» Goal of the exercise:
Every line from the one with "Expected: one dot placed on each instance of the gurney, the" through the end of the records below should be restated word for word, and nothing outside that span.

━━━━━━━━

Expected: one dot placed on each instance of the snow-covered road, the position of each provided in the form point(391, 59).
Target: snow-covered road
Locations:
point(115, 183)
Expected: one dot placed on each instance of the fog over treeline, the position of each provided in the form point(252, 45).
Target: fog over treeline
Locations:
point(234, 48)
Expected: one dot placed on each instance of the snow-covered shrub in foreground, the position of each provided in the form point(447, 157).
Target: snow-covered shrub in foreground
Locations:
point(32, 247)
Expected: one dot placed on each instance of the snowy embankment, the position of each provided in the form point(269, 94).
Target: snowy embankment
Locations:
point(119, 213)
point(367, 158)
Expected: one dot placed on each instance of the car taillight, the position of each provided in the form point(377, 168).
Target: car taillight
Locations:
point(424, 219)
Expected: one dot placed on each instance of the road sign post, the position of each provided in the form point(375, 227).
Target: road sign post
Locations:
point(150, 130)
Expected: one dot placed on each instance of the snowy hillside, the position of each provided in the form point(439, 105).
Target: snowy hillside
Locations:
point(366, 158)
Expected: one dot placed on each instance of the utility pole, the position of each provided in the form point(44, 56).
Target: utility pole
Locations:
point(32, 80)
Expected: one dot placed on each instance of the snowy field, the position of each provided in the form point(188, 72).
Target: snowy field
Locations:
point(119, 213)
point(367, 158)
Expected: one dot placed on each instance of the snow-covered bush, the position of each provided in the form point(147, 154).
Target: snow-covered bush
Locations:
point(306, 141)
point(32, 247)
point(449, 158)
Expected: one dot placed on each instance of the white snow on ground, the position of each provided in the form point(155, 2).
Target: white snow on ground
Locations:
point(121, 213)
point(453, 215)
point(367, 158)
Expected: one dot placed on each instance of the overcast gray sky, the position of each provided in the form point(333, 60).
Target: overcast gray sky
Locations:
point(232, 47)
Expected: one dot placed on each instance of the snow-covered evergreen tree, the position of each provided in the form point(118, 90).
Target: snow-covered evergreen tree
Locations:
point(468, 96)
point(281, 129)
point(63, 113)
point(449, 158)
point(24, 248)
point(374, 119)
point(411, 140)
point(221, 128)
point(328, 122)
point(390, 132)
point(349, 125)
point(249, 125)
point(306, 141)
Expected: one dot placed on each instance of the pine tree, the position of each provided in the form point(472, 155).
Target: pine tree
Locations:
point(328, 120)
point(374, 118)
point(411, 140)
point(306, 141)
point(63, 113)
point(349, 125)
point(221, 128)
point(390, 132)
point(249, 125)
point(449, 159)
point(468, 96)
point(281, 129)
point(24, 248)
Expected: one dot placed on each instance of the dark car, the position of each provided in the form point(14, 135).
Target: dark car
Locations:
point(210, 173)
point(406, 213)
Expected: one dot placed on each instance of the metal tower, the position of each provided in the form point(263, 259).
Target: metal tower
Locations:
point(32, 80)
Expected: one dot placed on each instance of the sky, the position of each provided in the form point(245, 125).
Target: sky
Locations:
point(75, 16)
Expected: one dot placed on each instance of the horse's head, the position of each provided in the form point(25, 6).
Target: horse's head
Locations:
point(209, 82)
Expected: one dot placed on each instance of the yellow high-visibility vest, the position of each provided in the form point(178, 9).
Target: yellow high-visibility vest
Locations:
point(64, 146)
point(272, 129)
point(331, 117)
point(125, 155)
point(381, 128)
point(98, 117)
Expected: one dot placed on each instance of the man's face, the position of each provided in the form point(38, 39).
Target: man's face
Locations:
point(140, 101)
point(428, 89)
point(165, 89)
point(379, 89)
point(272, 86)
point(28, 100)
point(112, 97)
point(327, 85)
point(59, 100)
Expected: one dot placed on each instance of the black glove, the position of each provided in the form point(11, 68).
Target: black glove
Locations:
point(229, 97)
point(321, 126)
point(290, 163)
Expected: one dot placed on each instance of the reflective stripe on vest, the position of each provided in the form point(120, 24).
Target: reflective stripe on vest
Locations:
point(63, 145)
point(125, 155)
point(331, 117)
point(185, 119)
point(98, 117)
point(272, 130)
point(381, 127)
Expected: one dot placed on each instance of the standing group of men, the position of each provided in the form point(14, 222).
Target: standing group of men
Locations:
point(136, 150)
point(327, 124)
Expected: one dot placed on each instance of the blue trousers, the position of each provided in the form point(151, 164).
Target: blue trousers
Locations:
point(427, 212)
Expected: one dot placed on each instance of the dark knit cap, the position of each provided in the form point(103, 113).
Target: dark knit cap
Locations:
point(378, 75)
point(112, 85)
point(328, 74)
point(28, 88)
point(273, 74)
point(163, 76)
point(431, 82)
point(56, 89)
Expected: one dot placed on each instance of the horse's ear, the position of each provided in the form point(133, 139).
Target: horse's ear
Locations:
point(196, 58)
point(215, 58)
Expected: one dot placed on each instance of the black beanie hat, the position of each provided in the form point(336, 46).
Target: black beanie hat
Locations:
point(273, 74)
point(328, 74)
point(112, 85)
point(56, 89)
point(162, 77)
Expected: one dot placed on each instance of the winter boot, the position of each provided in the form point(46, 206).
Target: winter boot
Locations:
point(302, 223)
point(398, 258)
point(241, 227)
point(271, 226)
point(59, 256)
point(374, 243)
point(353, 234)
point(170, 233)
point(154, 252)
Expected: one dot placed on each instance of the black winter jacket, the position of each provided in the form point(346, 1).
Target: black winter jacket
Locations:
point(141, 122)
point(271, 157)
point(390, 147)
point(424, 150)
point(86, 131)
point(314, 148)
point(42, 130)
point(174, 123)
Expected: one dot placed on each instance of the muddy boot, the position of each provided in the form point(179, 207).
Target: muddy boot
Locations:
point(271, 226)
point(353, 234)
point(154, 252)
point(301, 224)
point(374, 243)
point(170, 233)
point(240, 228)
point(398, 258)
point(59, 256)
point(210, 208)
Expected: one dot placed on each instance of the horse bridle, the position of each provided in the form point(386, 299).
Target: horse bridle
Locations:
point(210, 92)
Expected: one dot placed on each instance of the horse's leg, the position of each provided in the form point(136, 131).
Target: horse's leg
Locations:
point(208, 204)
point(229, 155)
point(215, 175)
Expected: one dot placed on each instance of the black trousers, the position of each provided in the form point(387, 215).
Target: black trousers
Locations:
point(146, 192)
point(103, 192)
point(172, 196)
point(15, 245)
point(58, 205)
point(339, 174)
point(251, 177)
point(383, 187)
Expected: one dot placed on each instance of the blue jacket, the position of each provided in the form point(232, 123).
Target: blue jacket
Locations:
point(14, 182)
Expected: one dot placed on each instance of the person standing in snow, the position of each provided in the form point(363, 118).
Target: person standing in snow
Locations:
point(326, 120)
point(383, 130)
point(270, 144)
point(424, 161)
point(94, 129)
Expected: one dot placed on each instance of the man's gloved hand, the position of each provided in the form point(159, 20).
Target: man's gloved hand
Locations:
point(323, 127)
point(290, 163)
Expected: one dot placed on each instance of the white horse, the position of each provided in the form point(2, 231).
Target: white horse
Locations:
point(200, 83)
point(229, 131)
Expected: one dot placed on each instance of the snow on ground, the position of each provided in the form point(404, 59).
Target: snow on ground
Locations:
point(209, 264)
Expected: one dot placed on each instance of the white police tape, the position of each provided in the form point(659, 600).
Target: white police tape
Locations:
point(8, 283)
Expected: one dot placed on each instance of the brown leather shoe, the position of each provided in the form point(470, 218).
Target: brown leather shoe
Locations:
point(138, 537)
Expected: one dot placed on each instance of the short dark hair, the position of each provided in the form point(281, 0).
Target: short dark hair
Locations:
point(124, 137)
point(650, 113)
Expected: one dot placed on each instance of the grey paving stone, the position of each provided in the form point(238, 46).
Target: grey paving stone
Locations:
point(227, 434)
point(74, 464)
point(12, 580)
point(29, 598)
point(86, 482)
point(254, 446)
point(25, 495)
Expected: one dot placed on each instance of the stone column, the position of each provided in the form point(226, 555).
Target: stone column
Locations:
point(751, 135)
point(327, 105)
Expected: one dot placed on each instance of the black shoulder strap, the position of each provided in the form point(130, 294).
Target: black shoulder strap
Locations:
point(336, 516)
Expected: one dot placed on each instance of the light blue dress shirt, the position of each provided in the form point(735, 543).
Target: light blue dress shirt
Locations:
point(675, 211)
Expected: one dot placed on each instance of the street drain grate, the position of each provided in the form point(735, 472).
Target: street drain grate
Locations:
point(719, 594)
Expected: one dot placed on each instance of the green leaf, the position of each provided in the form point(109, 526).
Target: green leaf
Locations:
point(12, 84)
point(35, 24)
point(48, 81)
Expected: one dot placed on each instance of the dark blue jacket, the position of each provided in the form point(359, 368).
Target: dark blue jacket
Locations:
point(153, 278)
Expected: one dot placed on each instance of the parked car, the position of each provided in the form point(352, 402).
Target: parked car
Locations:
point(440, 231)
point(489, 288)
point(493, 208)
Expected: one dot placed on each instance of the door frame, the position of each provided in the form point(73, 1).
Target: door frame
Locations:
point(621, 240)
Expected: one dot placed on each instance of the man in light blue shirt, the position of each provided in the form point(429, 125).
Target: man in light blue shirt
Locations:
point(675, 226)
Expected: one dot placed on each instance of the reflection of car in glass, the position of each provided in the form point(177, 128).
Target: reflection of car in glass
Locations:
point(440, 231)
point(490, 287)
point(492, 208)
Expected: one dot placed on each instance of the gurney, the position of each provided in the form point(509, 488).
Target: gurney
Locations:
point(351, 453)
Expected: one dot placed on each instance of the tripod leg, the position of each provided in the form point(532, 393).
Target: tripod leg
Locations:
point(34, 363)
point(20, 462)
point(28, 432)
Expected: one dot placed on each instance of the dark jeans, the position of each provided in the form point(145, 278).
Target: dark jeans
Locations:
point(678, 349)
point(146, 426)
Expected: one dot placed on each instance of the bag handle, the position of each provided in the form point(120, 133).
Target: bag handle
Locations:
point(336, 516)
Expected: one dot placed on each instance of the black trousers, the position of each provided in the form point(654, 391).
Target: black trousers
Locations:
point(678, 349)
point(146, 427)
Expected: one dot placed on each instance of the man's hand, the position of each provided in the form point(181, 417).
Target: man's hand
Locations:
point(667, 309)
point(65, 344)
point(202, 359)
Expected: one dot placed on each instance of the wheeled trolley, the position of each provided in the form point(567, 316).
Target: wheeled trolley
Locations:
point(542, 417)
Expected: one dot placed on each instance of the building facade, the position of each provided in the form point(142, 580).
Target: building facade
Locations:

━━━━━━━━

» Solved exercise:
Expected: one dot placed on each instance of the gurney, the position of each provided in the form point(509, 488).
Target: gurney
Locations:
point(351, 453)
Expected: one dot placed on each instance of the tripod leg, the position of each provided in the form point(532, 393).
Target: tripod leg
Locations:
point(34, 363)
point(20, 462)
point(28, 432)
Expected: one dot placed on each instance of the dark jeans, the position of each provided in the form point(145, 278).
Target: dark jeans
Locations:
point(678, 349)
point(146, 426)
Expected: one dot placed on each instance of the bag handle, the position of each provided in the form point(120, 133).
Target: bag handle
Locations:
point(336, 516)
Expected: one dot placed on each instance of the black trousers, the position of each provided in the form point(654, 391).
Target: black trousers
Locations:
point(678, 349)
point(146, 427)
Expected: one dot placed on each instance of the man's hand, the position of each provided in the form point(181, 417).
Target: man's hand
Locations:
point(667, 309)
point(65, 344)
point(202, 359)
Expected: one dot placed on each instance of the wheeled trolley, the position of each provided in the form point(567, 316).
Target: wheeled trolley
Locations:
point(542, 417)
Expected: one dot placed on each instance of the building facade, the position of each provided in the form point(142, 580).
Target: building facade
Locations:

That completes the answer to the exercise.